** Direction A **
Could you turn the paragraph in the harvest-delay passage that begins "And the use of grain dryers" into a short bulleted list that keeps its main facts?
** Direction B **
Can you give the harvest-delay passage again between "In addition to extra" and "back into fields.", inclusive, and swap "inclement weather" for "severe weather" wherever it appears?

** Excerpted passage **
Harvesting delays can cause many issues, such as the need to dry crops out through grain dryers once they have been harvested so they can be used or sold, which requires more time and money spent for farmers.

“November is not a good drying month. We don’t get that warm, dry weather to help dry that crop out in the field,” said Koepp. “It’s going to cost them extra dollars to run those corn seeds through the grain dryers.”

And the use of grain dryers has brought an additional challenge. Gov. Tony Evers on Wednesday declared an energy emergency in the state amid heightened demand for propane due to a late corn harvest and the onset of cold weather. That demand could raise propane costs for farmers as well as those who use it for residential heating — often people who live in rural areas, like farmers.

In addition to extra cost, the delays and inclement weather can cause a sizable yield loss. Koepp estimates about 10 percent of crop yield was lost throughout Columbia County this year.

In addition to total yield loss, Koepp said large portions of fields could not be planted in the spring due to inclement weather at the time, which can create issues for the next season. Problems can include soil compaction, making the soil less workable the following year.

“Challenges that we face this year can create challenges for next year,” said Koepp.

He encouraged farmers to keep equipment in good repair and take all safety precautions when they are able to get back into fields.

[Dataset items]
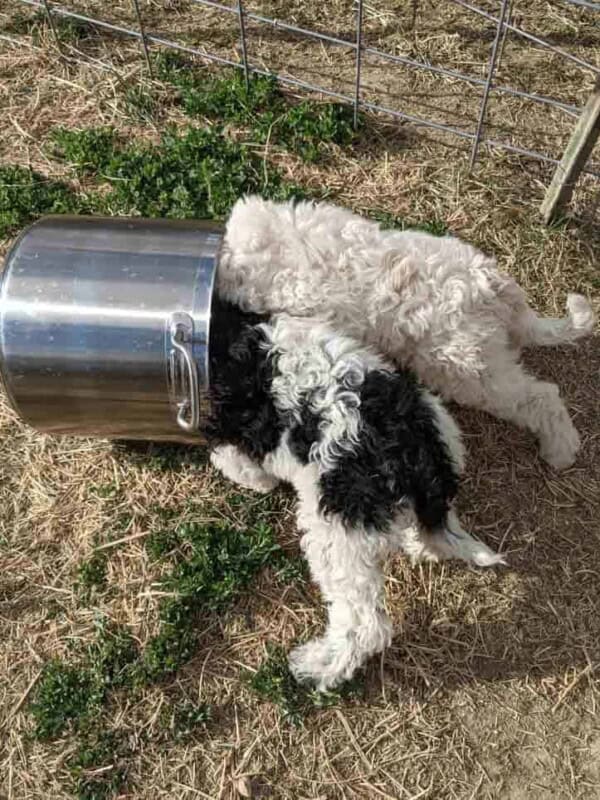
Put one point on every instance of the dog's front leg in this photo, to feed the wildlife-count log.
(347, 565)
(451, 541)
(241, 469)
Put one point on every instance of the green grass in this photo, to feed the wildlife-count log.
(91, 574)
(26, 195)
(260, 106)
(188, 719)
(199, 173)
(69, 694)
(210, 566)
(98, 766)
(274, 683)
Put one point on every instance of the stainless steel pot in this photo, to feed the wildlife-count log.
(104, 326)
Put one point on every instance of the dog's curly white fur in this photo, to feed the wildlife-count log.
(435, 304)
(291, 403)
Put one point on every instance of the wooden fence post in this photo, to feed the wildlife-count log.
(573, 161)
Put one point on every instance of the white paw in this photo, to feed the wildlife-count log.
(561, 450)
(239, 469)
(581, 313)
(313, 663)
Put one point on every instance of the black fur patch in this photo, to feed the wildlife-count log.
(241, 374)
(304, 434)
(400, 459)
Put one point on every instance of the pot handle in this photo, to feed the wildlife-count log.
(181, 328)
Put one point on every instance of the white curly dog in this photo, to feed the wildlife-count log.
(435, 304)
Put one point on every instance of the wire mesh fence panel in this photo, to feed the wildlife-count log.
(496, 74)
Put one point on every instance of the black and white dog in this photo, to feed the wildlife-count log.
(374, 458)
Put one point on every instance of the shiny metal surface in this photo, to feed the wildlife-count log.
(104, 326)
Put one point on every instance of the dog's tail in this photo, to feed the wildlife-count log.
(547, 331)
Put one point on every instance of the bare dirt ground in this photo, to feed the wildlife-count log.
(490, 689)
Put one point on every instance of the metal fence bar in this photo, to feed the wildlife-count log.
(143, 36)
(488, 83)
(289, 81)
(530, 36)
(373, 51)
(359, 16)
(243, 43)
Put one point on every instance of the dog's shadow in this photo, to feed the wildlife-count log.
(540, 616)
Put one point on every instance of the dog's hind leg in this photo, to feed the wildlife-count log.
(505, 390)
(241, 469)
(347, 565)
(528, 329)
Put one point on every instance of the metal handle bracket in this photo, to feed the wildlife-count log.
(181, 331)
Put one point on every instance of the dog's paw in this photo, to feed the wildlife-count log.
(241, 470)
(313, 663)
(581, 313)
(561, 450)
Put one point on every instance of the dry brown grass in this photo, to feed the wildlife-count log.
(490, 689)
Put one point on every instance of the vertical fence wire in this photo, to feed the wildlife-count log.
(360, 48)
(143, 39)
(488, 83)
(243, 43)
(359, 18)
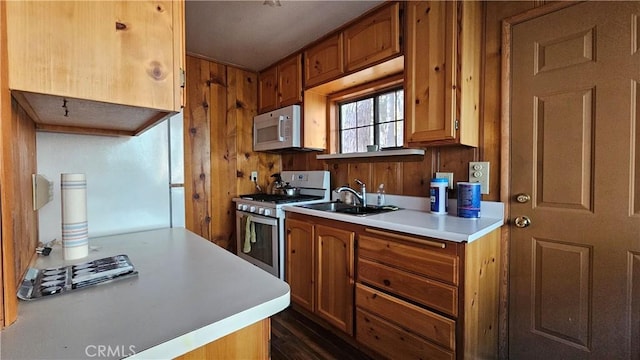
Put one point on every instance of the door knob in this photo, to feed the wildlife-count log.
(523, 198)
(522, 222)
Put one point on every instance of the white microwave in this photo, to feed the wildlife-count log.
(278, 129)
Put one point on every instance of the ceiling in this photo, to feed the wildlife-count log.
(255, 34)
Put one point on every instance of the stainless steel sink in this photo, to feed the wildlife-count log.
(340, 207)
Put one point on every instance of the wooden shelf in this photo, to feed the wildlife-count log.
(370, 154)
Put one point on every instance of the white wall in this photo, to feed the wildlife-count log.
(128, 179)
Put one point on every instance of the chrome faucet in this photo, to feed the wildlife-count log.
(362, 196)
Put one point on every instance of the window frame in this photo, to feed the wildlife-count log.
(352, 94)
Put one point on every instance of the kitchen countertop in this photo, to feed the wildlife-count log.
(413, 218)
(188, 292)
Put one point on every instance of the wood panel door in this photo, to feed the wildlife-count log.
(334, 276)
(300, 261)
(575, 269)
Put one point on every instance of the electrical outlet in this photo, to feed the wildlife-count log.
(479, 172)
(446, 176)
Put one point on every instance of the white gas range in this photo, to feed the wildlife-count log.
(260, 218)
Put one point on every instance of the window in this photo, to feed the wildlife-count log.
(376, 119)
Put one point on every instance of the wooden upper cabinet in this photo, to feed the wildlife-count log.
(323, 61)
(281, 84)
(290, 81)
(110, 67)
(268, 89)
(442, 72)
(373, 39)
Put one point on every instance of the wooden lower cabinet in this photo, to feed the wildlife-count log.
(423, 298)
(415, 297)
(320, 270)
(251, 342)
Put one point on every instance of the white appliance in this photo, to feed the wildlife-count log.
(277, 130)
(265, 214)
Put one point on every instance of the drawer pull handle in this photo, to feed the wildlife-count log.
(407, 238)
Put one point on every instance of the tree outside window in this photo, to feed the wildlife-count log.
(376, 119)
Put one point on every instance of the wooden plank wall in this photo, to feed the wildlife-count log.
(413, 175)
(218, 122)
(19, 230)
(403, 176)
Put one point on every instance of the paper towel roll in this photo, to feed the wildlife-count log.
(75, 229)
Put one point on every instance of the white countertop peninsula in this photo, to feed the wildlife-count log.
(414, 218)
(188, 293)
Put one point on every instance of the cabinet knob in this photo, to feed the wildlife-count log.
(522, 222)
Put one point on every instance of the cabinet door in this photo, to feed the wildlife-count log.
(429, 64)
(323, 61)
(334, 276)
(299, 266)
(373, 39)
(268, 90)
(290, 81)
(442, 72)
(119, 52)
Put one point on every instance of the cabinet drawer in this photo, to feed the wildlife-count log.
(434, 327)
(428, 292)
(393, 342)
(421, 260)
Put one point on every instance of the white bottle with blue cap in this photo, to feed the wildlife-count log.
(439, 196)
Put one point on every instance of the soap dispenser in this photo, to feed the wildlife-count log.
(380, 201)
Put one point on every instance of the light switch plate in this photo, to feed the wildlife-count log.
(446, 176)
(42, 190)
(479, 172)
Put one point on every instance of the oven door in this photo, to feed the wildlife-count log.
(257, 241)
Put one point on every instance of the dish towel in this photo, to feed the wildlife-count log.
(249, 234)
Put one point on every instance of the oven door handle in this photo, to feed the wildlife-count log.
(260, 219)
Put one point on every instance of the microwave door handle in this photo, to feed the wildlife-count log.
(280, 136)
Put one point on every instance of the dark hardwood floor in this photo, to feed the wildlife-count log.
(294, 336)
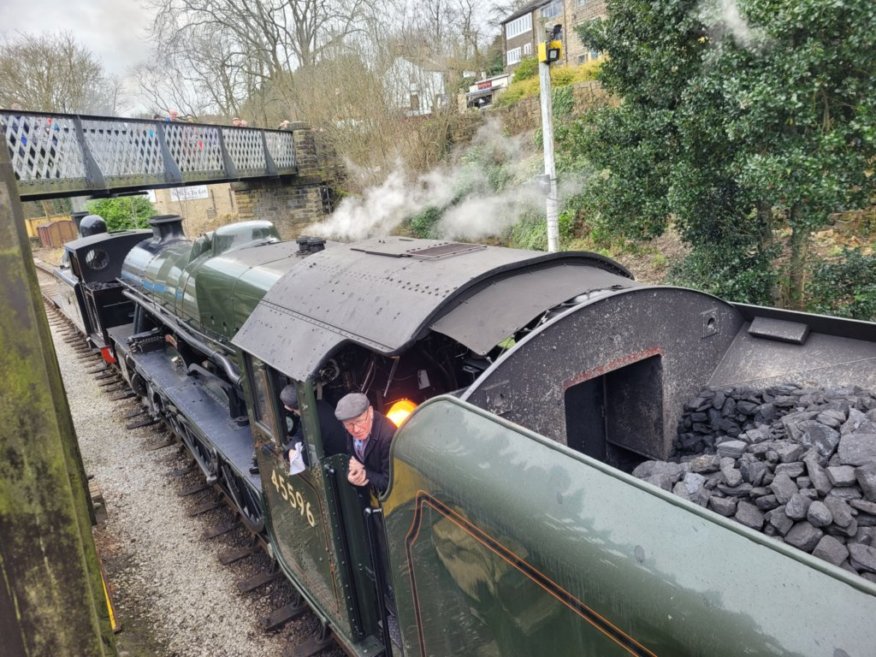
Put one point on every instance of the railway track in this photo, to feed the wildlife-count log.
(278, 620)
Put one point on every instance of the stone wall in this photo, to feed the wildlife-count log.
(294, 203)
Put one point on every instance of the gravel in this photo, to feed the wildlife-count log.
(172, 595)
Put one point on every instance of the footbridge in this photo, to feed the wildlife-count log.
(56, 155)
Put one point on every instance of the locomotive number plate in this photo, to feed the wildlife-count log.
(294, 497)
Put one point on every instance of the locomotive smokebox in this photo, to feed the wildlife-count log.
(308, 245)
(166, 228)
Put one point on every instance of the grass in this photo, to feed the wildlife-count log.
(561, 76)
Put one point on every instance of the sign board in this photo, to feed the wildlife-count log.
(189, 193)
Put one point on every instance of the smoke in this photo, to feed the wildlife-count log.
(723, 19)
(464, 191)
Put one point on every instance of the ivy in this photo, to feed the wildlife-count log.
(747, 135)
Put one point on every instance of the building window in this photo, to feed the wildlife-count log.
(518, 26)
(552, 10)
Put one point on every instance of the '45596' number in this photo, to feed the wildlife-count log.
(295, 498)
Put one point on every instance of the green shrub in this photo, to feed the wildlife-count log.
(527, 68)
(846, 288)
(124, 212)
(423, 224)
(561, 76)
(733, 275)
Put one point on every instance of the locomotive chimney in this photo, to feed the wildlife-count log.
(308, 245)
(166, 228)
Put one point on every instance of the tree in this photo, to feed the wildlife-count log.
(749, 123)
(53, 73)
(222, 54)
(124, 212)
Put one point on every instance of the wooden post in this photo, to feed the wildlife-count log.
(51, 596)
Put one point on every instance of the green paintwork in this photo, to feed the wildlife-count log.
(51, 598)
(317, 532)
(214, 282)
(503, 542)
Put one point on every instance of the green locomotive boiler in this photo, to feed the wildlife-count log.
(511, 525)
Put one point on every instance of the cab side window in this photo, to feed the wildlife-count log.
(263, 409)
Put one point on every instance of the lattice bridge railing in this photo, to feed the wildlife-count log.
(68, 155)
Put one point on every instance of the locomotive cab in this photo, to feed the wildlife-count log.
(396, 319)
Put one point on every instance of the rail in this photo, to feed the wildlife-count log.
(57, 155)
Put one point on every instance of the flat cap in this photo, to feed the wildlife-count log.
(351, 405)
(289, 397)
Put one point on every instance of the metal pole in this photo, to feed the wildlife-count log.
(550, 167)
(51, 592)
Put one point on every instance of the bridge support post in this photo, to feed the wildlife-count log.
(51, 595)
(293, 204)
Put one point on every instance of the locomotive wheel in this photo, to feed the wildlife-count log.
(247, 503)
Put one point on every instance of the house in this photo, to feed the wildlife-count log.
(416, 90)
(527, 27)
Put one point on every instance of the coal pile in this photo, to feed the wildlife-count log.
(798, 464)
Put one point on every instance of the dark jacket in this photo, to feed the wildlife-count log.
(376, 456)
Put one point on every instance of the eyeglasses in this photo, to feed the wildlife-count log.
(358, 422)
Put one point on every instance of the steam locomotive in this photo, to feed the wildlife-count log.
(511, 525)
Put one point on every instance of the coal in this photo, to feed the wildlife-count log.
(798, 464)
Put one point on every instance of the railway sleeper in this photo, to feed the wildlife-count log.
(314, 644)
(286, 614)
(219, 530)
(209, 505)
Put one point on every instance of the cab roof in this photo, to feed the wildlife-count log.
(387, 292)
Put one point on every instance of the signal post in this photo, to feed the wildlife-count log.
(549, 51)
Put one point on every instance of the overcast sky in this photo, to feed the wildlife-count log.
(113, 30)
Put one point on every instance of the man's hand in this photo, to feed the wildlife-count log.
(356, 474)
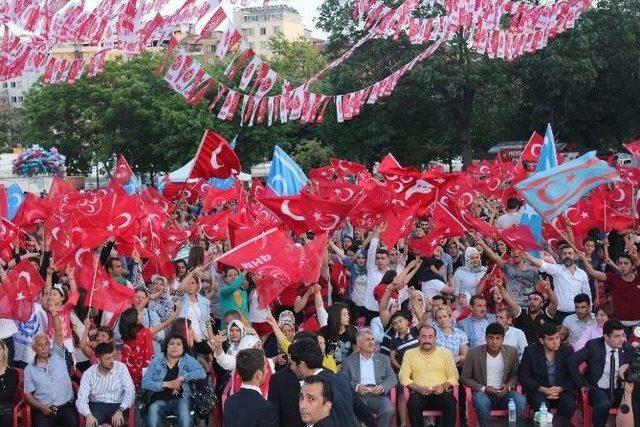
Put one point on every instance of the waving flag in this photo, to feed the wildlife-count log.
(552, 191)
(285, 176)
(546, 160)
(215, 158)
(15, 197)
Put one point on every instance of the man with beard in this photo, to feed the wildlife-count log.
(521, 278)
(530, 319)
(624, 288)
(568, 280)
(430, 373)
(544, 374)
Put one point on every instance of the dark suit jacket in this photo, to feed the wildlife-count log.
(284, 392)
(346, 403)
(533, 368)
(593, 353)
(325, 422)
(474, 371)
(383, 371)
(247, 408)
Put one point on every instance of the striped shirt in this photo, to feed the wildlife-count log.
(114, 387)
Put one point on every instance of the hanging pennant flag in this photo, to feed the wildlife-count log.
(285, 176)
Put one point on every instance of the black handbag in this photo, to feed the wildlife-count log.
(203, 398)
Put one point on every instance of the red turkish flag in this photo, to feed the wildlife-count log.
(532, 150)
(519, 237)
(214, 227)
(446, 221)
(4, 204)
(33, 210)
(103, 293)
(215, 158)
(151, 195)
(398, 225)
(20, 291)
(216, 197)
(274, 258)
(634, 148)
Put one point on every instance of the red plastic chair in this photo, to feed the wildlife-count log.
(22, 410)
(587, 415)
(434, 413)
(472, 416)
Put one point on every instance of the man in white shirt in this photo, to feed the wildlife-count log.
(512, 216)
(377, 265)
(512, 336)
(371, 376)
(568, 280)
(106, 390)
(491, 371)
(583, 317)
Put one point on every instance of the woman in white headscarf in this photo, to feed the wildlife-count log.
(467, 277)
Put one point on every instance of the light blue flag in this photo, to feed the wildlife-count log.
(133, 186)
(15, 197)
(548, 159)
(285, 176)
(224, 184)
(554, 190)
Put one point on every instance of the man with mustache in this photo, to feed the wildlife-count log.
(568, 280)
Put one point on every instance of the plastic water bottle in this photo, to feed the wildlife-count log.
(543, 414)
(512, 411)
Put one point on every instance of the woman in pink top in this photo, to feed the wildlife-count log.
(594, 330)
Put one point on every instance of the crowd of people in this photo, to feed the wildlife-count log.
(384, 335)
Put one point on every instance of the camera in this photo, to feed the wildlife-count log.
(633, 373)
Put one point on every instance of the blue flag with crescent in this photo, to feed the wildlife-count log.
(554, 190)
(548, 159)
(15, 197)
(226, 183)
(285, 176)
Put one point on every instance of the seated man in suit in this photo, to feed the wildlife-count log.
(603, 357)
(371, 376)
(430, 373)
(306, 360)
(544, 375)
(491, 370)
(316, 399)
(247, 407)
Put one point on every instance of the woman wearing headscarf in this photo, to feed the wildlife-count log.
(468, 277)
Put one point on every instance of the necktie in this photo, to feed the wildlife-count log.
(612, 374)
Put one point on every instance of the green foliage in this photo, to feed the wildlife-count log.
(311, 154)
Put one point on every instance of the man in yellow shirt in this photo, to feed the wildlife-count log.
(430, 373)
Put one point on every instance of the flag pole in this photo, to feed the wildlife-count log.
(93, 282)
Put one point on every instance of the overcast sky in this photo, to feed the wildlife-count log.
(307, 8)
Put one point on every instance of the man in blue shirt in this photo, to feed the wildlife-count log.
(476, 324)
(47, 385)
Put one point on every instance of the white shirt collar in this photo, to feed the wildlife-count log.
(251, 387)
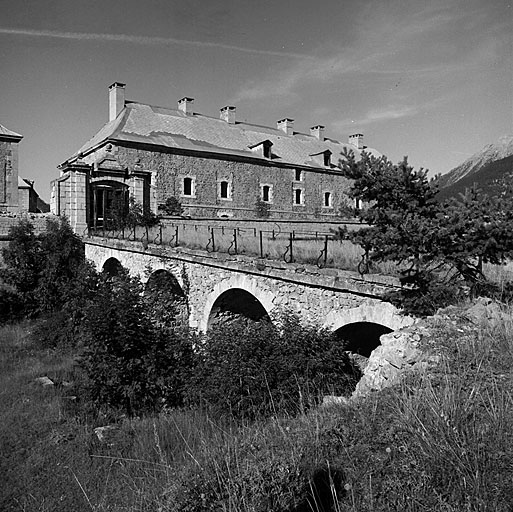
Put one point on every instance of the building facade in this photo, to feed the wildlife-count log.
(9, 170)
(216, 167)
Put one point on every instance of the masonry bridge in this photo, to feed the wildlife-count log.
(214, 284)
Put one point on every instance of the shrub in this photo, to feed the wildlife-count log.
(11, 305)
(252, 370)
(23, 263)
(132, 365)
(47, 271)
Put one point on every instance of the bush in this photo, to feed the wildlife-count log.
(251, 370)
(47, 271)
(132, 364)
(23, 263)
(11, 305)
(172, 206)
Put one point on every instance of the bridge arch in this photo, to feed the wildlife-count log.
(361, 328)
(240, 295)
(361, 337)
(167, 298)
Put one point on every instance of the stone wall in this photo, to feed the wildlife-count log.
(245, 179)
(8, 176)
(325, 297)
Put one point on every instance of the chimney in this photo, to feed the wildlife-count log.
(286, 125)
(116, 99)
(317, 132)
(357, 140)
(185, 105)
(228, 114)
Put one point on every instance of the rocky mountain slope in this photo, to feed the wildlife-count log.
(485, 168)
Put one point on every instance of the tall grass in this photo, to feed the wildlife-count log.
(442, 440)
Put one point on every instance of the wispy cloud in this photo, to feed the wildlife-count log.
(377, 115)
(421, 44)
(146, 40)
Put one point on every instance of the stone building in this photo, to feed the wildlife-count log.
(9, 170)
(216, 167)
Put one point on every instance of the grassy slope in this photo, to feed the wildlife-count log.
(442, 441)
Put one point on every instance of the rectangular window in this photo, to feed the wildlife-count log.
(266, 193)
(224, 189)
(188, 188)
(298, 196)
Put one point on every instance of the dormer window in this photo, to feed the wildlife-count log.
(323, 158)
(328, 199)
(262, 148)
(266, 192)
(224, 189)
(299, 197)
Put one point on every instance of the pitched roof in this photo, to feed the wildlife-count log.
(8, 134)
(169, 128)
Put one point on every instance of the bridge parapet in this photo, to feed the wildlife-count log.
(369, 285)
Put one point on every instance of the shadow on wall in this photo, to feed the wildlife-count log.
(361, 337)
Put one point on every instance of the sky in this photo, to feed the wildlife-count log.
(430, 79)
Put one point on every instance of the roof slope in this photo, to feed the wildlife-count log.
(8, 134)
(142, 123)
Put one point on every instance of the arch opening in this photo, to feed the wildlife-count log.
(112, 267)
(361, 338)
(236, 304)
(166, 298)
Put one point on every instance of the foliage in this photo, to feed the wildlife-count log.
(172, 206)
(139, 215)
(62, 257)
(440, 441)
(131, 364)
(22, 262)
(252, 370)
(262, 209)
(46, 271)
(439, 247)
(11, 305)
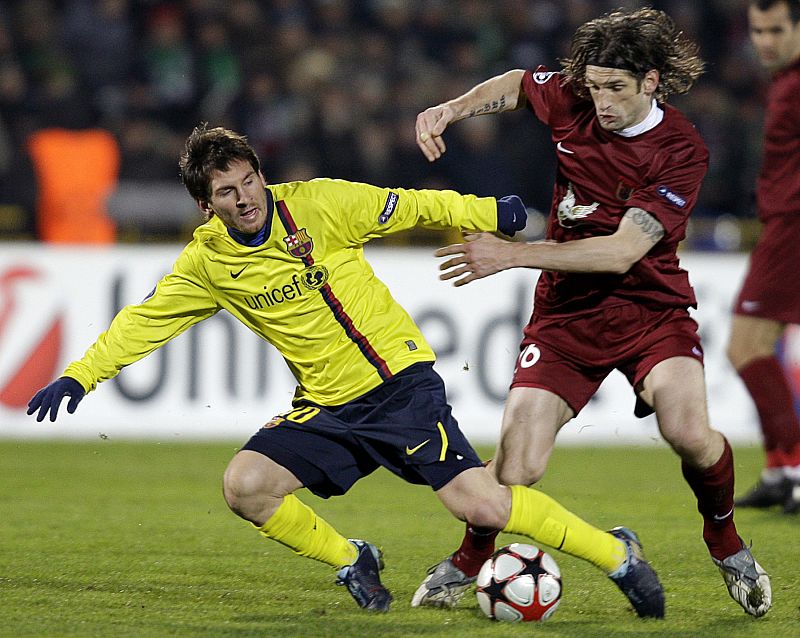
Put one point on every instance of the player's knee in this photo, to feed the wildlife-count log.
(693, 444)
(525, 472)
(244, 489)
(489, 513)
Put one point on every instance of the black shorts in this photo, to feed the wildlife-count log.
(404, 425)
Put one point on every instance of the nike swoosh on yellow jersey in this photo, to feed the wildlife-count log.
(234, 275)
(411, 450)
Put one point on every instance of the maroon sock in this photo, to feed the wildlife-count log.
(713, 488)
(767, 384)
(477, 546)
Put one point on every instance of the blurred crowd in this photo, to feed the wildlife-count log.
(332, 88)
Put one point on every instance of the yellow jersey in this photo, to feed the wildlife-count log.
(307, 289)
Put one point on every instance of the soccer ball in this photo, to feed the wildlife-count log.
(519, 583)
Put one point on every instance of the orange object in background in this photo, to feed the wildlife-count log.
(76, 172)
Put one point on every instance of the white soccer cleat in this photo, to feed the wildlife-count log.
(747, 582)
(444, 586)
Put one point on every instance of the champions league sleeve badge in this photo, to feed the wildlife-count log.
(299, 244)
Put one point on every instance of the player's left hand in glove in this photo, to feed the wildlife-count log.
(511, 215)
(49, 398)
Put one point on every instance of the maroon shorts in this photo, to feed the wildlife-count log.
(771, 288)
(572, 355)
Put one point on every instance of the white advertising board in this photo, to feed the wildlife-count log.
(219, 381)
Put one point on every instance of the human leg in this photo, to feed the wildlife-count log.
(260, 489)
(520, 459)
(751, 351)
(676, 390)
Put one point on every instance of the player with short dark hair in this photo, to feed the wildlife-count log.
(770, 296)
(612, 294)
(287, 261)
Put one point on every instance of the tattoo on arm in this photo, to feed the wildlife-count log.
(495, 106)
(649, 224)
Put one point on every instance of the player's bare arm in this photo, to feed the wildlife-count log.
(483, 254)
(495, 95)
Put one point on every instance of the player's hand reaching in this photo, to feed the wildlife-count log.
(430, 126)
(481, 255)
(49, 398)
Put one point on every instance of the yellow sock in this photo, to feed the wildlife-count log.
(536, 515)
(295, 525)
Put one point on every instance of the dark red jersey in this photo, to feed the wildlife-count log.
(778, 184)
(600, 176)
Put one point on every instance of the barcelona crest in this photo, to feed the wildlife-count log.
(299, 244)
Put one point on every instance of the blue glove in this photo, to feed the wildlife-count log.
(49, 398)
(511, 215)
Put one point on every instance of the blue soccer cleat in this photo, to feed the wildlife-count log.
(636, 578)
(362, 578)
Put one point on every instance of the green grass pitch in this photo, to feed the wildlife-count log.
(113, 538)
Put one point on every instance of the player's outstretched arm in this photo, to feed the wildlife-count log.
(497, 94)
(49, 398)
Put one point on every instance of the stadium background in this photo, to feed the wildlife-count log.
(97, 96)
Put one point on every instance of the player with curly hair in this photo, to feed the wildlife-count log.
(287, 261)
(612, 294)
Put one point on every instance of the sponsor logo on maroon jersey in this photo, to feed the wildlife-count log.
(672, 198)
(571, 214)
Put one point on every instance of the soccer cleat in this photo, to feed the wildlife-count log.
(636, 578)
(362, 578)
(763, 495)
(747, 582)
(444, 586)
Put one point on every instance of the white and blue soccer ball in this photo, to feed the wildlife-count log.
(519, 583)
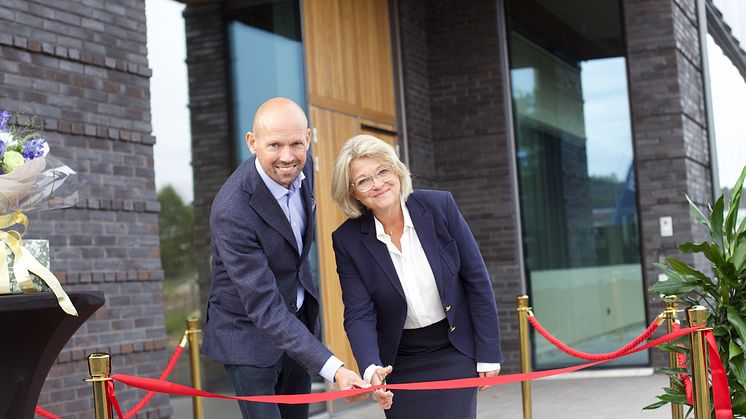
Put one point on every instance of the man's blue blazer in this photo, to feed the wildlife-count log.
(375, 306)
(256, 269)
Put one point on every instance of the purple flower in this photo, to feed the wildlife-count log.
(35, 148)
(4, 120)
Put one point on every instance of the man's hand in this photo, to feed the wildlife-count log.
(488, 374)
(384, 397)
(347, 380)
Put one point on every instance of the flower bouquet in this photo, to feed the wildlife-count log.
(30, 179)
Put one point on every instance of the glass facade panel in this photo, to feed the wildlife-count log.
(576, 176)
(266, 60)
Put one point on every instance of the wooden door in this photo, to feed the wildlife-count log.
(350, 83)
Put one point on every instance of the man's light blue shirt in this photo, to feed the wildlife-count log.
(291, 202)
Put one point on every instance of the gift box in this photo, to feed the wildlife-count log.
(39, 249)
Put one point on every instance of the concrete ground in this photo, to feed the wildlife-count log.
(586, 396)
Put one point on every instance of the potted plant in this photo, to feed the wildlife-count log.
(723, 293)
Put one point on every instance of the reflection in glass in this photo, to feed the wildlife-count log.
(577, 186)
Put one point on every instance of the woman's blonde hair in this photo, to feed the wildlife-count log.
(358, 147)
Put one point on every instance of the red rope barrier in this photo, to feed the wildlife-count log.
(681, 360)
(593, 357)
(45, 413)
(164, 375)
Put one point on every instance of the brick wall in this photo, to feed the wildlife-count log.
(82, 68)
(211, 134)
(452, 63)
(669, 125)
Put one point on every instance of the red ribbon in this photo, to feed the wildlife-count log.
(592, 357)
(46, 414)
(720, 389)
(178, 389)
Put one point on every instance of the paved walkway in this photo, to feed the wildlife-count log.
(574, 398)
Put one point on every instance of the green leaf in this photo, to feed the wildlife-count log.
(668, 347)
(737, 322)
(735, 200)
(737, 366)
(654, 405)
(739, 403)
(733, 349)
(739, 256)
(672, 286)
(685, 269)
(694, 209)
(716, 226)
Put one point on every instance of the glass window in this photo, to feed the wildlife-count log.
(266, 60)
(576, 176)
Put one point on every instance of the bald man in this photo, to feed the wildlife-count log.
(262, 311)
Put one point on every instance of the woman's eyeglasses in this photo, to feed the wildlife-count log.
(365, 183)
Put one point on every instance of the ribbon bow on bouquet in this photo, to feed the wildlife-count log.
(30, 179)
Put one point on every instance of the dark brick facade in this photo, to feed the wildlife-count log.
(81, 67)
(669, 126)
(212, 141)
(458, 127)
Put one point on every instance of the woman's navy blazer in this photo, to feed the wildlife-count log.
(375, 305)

** Written solution A **
- Using grain dryers has created an additional challenge.
- On Wednesday, Gov. Tony Evers declared an energy emergency in the state.
- The cause was heightened demand for propane due to a late corn harvest and the onset of cold weather.
- That demand could raise propane costs for farmers and for people who use propane for residential heating, often rural residents such as farmers.

** Written solution B **
In addition to extra cost, the delays and severe weather can cause a sizable yield loss. Koepp estimates about 10 percent of crop yield was lost throughout Columbia County this year.

In addition to total yield loss, Koepp said large portions of fields could not be planted in the spring due to severe weather at the time, which can create issues for the next season. Problems can include soil compaction, making the soil less workable the following year.

“Challenges that we face this year can create challenges for next year,” said Koepp.

He encouraged farmers to keep equipment in good repair and take all safety precautions when they are able to get back into fields.